# Importing dependencies

In [2]:
%matplotlib inline

# Statistics
from scipy.stats import zscore

# ML
from sklearn.preprocessing import MinMaxScaler, SimpleImputer
from sklearn.preprocessing import MinMaxScaler, SimpleImputer
from sklearn.cluster import DBSCAN

# Data Manipulation
import numpy as np
import pandas as pd

# Visualization 
import matplotlib.pyplot as plt
import missingno
import seaborn as sns
plt.style.use("seaborn-v0_8-whitegrid")


ImportError: cannot import name 'SimpleImputer' from 'sklearn.preprocessing' (/Users/harrisonhenri/Documents/projetos/ml/ml-notes/python/venv/lib/python3.9/site-packages/sklearn/preprocessing/__init__.py)

# Loading data

In [None]:
data = pd.read_csv('titanic_dataset.csv')
data.head(5)

In [None]:
# Missing values
missingno.matrix(data, figsize = (30,10))

In [None]:
# Data types
data.dtypes

# Feature Cleaning, Engineering, and Imputation

## Feature: Survided
Description: Whether the passenger survived or not.

Key: 0 = did not survive, 1 = survived

In [None]:
# How many people survived?
fig = plt.figure(figsize=(20,1))

------------------------------------------------------------

* **Given exercise 1**
Which CSV file does the notebook read its data from?
* **Given exercise 2**
In the notebook's import block, list the comment labels that group the imports.

------------------------------------------------------------

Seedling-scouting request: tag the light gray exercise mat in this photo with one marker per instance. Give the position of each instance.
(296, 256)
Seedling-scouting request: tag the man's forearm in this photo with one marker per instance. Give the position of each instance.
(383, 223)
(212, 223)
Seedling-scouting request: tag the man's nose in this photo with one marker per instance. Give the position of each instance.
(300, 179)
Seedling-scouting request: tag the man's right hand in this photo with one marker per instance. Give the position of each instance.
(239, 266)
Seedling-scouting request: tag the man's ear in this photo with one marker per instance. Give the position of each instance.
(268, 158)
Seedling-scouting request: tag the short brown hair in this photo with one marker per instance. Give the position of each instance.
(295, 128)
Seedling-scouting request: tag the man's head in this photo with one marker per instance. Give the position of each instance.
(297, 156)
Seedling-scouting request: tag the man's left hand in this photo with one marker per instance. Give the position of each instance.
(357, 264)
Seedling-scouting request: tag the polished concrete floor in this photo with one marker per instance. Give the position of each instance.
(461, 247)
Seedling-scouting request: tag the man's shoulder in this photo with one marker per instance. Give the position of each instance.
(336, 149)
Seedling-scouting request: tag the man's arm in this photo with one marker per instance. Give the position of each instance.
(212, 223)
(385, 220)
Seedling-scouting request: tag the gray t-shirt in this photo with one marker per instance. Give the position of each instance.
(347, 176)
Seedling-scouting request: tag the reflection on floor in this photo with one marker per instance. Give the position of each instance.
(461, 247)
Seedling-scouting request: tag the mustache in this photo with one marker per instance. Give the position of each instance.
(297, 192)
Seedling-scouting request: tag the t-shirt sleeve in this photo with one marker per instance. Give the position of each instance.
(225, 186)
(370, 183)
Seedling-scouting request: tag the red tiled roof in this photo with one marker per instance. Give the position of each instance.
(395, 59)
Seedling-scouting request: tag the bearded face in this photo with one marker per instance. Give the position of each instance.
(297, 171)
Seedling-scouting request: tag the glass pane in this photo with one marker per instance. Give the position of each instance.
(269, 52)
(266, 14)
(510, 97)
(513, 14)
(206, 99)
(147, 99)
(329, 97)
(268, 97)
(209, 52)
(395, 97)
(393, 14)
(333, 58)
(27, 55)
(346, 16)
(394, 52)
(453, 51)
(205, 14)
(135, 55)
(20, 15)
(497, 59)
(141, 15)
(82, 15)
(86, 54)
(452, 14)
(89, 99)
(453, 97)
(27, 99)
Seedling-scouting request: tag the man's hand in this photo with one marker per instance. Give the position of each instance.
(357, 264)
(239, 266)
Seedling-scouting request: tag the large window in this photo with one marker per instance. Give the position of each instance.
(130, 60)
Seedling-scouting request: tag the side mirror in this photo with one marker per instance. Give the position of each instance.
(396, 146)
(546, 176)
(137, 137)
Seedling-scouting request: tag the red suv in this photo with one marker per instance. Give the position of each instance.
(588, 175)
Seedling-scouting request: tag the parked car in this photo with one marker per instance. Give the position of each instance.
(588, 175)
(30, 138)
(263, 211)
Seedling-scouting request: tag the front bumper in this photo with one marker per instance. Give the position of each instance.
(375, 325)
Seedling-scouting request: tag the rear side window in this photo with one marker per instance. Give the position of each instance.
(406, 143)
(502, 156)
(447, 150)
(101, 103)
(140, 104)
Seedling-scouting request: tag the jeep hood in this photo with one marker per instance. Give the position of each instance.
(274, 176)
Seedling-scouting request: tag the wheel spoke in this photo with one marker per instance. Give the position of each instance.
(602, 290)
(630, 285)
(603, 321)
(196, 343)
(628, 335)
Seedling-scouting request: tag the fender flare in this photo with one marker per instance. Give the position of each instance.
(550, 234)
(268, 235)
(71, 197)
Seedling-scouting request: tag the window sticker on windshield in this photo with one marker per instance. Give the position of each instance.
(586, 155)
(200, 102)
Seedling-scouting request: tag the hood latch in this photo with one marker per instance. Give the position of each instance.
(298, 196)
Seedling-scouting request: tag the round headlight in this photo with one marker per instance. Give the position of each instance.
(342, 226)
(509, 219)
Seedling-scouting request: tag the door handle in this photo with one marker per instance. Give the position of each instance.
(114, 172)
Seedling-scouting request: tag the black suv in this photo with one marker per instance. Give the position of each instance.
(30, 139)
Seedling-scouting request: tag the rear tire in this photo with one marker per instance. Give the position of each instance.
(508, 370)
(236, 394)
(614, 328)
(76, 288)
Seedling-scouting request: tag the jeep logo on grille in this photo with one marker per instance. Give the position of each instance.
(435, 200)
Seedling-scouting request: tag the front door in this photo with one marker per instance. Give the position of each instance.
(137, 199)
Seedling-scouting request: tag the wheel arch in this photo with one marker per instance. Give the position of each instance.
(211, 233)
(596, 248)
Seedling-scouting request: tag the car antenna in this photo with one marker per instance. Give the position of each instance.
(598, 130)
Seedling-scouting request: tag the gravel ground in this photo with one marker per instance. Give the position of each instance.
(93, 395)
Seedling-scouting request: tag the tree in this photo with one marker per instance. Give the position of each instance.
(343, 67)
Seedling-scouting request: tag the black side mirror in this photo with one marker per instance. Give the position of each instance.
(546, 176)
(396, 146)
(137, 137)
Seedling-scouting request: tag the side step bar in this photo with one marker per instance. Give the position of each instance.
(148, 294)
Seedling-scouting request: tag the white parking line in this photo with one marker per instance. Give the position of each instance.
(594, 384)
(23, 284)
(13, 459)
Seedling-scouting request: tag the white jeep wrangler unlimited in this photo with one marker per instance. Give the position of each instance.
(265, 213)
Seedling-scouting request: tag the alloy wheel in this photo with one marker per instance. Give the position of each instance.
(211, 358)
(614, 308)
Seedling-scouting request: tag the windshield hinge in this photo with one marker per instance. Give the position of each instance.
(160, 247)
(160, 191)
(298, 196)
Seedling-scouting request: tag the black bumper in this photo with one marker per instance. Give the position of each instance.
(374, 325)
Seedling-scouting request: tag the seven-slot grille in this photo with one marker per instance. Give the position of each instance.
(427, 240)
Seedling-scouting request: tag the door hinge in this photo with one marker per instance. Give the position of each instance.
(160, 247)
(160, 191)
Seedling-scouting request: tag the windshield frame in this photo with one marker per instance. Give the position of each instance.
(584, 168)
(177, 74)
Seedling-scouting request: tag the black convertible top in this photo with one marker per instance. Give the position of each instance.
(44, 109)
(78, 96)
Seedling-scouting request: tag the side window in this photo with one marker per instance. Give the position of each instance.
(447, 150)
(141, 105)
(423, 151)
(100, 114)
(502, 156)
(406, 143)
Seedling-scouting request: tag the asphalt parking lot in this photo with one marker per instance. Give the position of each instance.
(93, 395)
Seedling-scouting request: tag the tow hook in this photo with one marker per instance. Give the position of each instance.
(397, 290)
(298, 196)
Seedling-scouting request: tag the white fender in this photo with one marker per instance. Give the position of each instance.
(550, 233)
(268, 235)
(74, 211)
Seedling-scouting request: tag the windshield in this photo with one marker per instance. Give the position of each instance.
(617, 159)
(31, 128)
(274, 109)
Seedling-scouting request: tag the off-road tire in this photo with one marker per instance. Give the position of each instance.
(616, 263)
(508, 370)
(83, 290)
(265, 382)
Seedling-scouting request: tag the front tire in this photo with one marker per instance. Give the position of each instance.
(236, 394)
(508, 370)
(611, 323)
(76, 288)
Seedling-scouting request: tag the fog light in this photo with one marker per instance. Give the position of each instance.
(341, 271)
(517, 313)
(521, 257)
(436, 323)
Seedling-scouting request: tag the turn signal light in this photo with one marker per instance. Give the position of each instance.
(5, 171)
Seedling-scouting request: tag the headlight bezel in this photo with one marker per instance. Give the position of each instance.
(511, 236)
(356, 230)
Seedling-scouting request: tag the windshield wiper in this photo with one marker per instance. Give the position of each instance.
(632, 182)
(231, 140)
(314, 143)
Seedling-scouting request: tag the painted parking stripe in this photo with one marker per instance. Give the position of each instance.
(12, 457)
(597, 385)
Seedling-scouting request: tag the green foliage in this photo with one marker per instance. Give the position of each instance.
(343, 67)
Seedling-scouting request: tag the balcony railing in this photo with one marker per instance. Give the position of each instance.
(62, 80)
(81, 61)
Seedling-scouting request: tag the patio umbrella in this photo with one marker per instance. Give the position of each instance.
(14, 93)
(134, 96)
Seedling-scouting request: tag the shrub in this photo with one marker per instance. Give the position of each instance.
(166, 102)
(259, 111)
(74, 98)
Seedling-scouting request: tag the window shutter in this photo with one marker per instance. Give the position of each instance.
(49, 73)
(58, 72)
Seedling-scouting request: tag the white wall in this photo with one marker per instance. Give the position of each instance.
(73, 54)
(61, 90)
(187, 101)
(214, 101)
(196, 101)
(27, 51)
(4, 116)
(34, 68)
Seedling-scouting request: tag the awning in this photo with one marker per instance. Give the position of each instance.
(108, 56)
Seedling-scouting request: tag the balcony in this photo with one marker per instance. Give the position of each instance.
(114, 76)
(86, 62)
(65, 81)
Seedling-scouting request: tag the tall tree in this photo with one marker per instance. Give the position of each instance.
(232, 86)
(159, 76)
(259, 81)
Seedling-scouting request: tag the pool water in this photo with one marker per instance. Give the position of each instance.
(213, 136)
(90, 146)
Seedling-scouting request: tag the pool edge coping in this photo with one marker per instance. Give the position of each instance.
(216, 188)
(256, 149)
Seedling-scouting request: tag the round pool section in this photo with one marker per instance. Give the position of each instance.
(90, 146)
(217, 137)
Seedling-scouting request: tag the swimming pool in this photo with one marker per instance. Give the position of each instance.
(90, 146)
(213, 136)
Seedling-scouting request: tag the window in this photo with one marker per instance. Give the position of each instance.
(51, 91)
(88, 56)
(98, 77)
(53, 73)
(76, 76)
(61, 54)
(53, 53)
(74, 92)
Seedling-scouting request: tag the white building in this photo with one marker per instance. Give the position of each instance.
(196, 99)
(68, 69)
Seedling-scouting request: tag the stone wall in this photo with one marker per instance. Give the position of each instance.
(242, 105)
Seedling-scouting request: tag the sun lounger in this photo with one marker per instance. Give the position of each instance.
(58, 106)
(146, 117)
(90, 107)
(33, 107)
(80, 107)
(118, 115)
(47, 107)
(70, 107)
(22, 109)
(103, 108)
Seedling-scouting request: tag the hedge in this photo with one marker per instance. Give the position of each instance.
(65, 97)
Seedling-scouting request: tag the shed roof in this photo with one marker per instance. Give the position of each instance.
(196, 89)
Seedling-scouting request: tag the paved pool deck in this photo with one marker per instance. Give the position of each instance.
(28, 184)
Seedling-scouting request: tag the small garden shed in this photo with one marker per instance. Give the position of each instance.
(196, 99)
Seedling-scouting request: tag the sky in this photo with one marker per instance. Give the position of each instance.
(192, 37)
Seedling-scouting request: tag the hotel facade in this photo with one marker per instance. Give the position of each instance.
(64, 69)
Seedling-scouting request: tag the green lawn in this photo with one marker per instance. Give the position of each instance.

------------------------------------------------------------

* **Reply 1**
titanic_dataset.csv

* **Reply 2**
Statistics, ML, Data Manipulation, Visualization